▸ Texto apresentado:
A morte é, talvez, o acontecimento mais radical da experiência humana. Diante dela, somos confrontados com os limites da linguagem, do corpo, da presença. A ritualística dos funerais nasce, então, como uma resposta simbólica àquilo que nos escapa: ela organiza o caos, confere sentido à dor e permite que o luto se processe em camadas – psíquicas, sociais e espirituais.
Historicamente, o velório, enquanto prática ritual, tem origens curiosamente ligadas à medicina. Na Europa medieval, sobretudo durante os séculos de maior incidência de doenças como a peste e outras enfermidades comatosas, tornou-se comum o hábito de vigiar o corpo do falecido por algumas horas antes do sepultamento. Isso se dava como forma de garantir que a morte tivesse, de fato, ocorrido, evitando que pessoas fossem enterradas vivas. O termo "velar" deriva dessa vigília — uma prática originalmente preventiva, científica até, que mais tarde viria a se revestir de significados transcendentes.
Com o tempo, o velório deixou de ser apenas um rito médico e passou a incorporar elementos religiosos. As religiões, ao oferecerem narrativas para a morte e a existência pós-vida, passaram a conduzir os rituais fúnebres como cerimônias de passagem: o corpo é devolvido à terra, à natureza ou ao sagrado, enquanto a alma é conduzida a outra instância de ser. O funeral tornou-se, assim, um espaço de mediação entre o mundo visível e o invisível — um tempo liminar onde o enlutado pode iniciar sua travessia emocional e simbólica de separação.
Sob o olhar da sociologia, Émile Durkheim já observava que os rituais funerários são fatos sociais. Eles não pertencem apenas ao indivíduo ou à família, mas à coletividade. O funeral reúne a comunidade, reafirma laços, acolhe a dor e reposiciona o lugar social do morto e dos vivos. O luto, portanto, deixa de ser um sofrimento solitário e passa a ser partilhado — o que é essencial para que ele não se converta em trauma ou melancolia.
Na perspectiva psicanalítica, Freud em Luto e Melancolia (1917) diferenciou o luto saudável da melancolia patológica. O luto é um trabalho: exige elaboração, tempo e simbolização. Os rituais funerários são ferramentas simbólicas para esse trabalho. Ao tocar o corpo inerte, ver o caixão, ouvir discursos e orações, o sujeito começa a realizar internamente a perda. Cada gesto — acender uma vela, trazer flores, contar memórias — é uma tentativa de dar forma à ausência, de traduzir o indizível.
É ainda importante considerar que o funeral permite ao enlutado algo fundamental: a despedida. Vivemos em tempos onde a pressa, o pragmatismo e a negação da morte parecem tentar silenciar o sofrimento. Mas o ritual oferece resistência a esse esquecimento. Ele é, paradoxalmente, um espaço onde a vida insiste. A memória do morto é cultivada, sua história é celebrada, e aos poucos, o amor se transforma: da presença física à presença psíquica e afetiva.
Por fim, negar o ritual, suprimir o funeral, eliminar o velório — como se tornou comum em contextos de catástrofes ou pandemias — é também negar ao sujeito a possibilidade de elaborar. E onde não há elaboração, pode haver apenas recalque, congelamento da dor, somatização ou desamparo.
O funeral, portanto, não é apenas uma convenção. É uma necessidade simbólica, social e subjetiva. É o primeiro passo — ainda trêmulo, ainda dolorido — rumo à travessia do luto. Um gesto coletivo de amor diante da finitude.

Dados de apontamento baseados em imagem
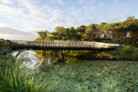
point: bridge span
(60, 45)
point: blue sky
(34, 15)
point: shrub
(13, 78)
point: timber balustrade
(84, 45)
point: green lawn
(91, 76)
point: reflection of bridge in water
(60, 45)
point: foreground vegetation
(91, 76)
(81, 76)
(15, 78)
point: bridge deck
(60, 45)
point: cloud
(14, 34)
(61, 2)
(33, 10)
(6, 1)
(7, 10)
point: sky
(21, 18)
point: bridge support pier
(63, 53)
(18, 53)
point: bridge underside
(23, 47)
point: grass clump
(91, 76)
(15, 78)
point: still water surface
(31, 59)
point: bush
(13, 78)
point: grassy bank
(81, 76)
(16, 78)
(91, 76)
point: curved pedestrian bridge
(60, 45)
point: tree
(132, 23)
(42, 35)
(81, 31)
(100, 27)
(118, 30)
(92, 32)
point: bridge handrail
(63, 43)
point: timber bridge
(58, 45)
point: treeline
(120, 32)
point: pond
(83, 75)
(35, 58)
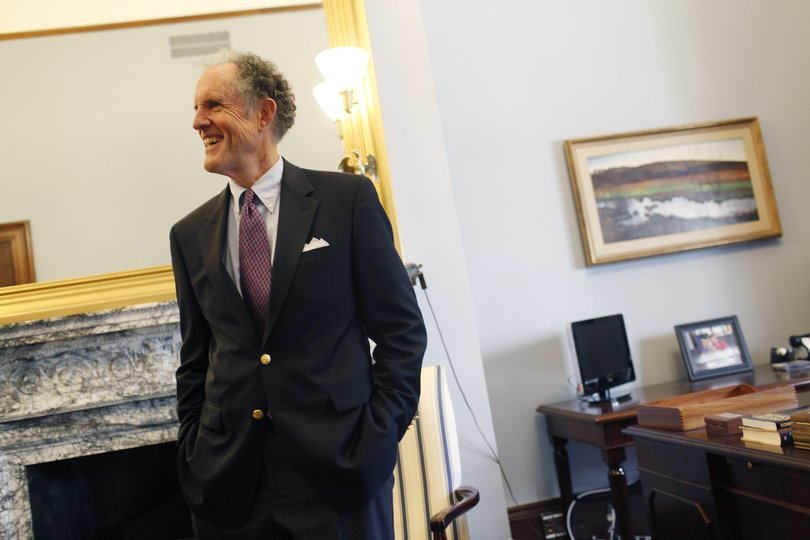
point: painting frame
(702, 210)
(713, 348)
(16, 254)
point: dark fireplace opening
(124, 495)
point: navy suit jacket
(338, 414)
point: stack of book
(768, 428)
(801, 428)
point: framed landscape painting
(669, 190)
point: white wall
(430, 234)
(103, 120)
(507, 82)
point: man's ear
(267, 112)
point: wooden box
(685, 412)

▸ Suas tarefas:
[1] No texto sobre os rituais funerários, por que se vigiava o corpo do falecido na Europa medieval antes do sepultamento?
[2] Troque "funeral" por "enterro" no texto sobre os rituais funerários e reproduza tudo, de "É ainda importante" até "somatização ou desamparo.".

▸ Respostas:
[1] Para garantir que a morte tivesse de fato ocorrido, evitando que pessoas fossem enterradas vivas.

[2]
É ainda importante considerar que o enterro permite ao enlutado algo fundamental: a despedida. Vivemos em tempos onde a pressa, o pragmatismo e a negação da morte parecem tentar silenciar o sofrimento. Mas o ritual oferece resistência a esse esquecimento. Ele é, paradoxalmente, um espaço onde a vida insiste. A memória do morto é cultivada, sua história é celebrada, e aos poucos, o amor se transforma: da presença física à presença psíquica e afetiva.
Por fim, negar o ritual, suprimir o enterro, eliminar o velório — como se tornou comum em contextos de catástrofes ou pandemias — é também negar ao sujeito a possibilidade de elaborar. E onde não há elaboração, pode haver apenas recalque, congelamento da dor, somatização ou desamparo.